TASK DIRECTIONS: Your answer must consist solely of the line containing "Return the segmentation of every instance of the snorkeler" and each line after it through the end of the data, copied exactly.

RECORDS:
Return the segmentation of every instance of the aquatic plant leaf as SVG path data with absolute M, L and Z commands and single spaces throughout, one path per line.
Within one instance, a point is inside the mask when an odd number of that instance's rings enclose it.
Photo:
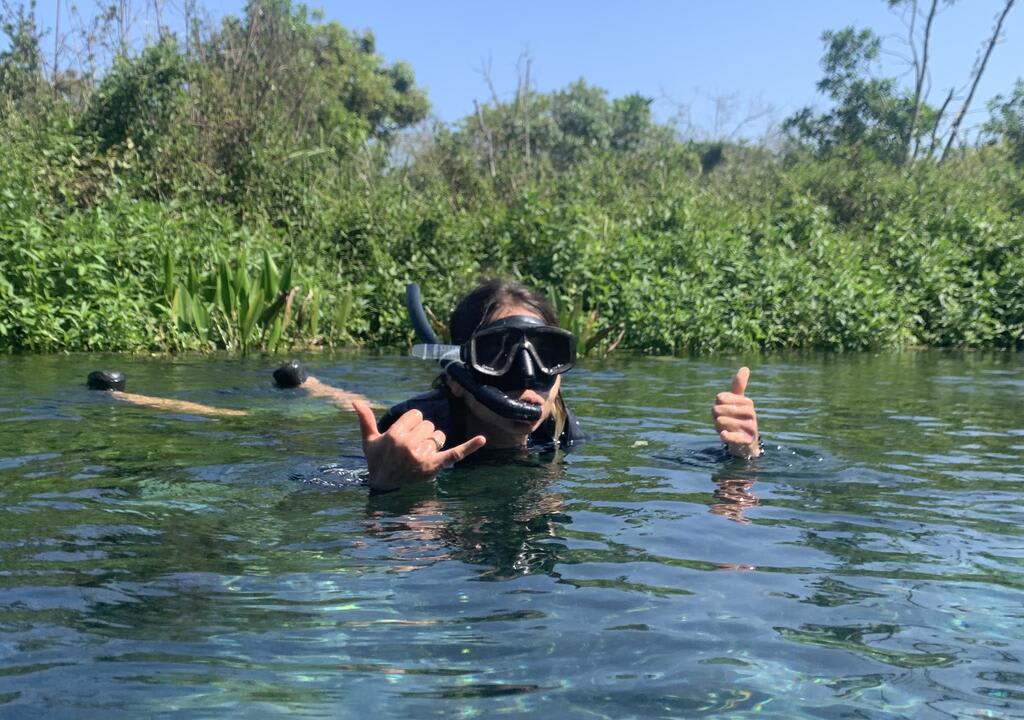
M 271 302 L 274 296 L 277 295 L 277 286 L 281 282 L 281 273 L 274 263 L 274 258 L 270 257 L 270 251 L 266 249 L 263 250 L 263 272 L 260 275 L 260 280 L 263 285 L 263 298 L 267 302 Z

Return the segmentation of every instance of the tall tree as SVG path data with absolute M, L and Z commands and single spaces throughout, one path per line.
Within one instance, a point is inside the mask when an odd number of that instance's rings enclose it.
M 946 5 L 952 5 L 953 2 L 954 0 L 945 0 Z M 918 128 L 921 124 L 921 110 L 927 100 L 925 83 L 928 79 L 928 63 L 931 59 L 932 26 L 939 9 L 939 0 L 930 0 L 925 11 L 919 7 L 918 0 L 888 0 L 888 3 L 892 8 L 909 6 L 910 22 L 908 23 L 907 43 L 910 46 L 911 65 L 914 71 L 914 101 L 913 112 L 903 137 L 903 143 L 904 161 L 914 160 L 921 147 L 922 134 L 918 132 Z M 924 28 L 920 32 L 917 29 L 919 20 L 924 21 Z
M 0 5 L 0 29 L 8 40 L 8 49 L 0 52 L 0 100 L 30 98 L 43 85 L 42 33 L 36 27 L 35 0 L 28 5 Z
M 1006 144 L 1017 165 L 1024 166 L 1024 79 L 1018 78 L 1009 97 L 997 95 L 989 102 L 991 118 L 983 128 L 992 142 Z
M 550 93 L 520 82 L 509 102 L 491 93 L 454 128 L 435 132 L 418 153 L 420 171 L 438 170 L 457 194 L 478 192 L 481 181 L 505 198 L 531 181 L 563 173 L 602 154 L 624 156 L 672 142 L 672 130 L 654 122 L 650 98 L 632 94 L 609 101 L 583 80 Z
M 949 139 L 946 141 L 946 147 L 942 149 L 942 156 L 939 158 L 939 162 L 946 159 L 949 155 L 950 149 L 953 147 L 953 143 L 956 142 L 957 136 L 960 134 L 960 123 L 963 122 L 964 116 L 967 115 L 967 110 L 971 106 L 971 101 L 974 99 L 974 93 L 978 89 L 978 84 L 981 82 L 981 76 L 985 73 L 985 67 L 988 65 L 988 60 L 992 57 L 992 51 L 995 49 L 996 43 L 999 42 L 999 38 L 1003 32 L 1003 23 L 1006 22 L 1006 16 L 1010 14 L 1010 10 L 1013 9 L 1013 4 L 1016 0 L 1005 0 L 1002 12 L 999 13 L 996 19 L 995 28 L 992 30 L 992 35 L 989 37 L 988 42 L 985 43 L 985 49 L 981 56 L 978 58 L 978 62 L 974 66 L 974 72 L 971 76 L 971 89 L 967 93 L 967 98 L 964 100 L 963 105 L 960 106 L 960 111 L 956 114 L 953 119 L 953 124 L 949 129 Z
M 945 101 L 934 108 L 928 104 L 928 84 L 935 20 L 941 5 L 955 2 L 886 0 L 889 7 L 903 12 L 907 21 L 911 88 L 902 87 L 896 77 L 877 74 L 881 39 L 870 30 L 847 27 L 824 33 L 824 76 L 818 90 L 832 101 L 832 109 L 816 114 L 805 107 L 788 118 L 783 129 L 822 154 L 867 152 L 895 164 L 938 154 L 942 162 L 959 138 L 961 124 L 1016 0 L 1003 0 L 992 34 L 971 71 L 967 95 L 947 125 L 943 118 L 957 99 L 956 90 L 950 89 Z
M 816 115 L 805 107 L 787 118 L 783 129 L 823 154 L 867 153 L 903 162 L 908 139 L 916 142 L 921 131 L 911 130 L 913 97 L 899 89 L 895 78 L 875 76 L 881 40 L 871 30 L 854 27 L 826 31 L 822 40 L 824 76 L 818 90 L 832 101 L 832 109 Z

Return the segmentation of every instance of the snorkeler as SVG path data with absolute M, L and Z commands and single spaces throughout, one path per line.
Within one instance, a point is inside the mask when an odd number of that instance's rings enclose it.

YOUR SOLUTION:
Return the segmentation of every instance of the snorkeler as SVG path data with absolute M, L and Z commands and single spaces throughout, one path per line.
Within one instance, a point is inside the mask when an odd number of that instance's rings enclose it.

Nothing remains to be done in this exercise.